• Exercise: Every line from the beginning of the records below up to the one holding "rings combine even-odd" should be quoted exactly; leave out the rest.

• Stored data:
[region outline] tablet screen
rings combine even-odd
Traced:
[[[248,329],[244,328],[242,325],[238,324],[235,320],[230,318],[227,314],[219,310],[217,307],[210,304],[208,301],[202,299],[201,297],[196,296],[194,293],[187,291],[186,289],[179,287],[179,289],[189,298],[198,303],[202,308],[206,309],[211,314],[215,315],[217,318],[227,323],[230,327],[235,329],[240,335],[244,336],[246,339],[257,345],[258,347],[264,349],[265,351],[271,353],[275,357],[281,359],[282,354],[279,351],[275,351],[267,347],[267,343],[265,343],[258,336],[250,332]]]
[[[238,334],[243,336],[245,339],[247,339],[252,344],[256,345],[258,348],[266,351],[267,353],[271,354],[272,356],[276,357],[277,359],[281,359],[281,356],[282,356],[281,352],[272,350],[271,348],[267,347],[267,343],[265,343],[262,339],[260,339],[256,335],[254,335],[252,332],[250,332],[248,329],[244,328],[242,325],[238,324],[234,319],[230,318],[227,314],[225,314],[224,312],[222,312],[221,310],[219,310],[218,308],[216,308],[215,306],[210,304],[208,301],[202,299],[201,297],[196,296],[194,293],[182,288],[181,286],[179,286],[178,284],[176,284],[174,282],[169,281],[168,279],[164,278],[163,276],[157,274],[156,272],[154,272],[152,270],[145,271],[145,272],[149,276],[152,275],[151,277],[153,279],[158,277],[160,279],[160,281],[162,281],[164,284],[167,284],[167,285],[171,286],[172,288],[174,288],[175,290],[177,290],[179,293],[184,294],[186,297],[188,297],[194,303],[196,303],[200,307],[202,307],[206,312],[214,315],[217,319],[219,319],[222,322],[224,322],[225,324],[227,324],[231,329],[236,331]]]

• Result for this exercise:
[region outline] tablet screen
rings combine even-odd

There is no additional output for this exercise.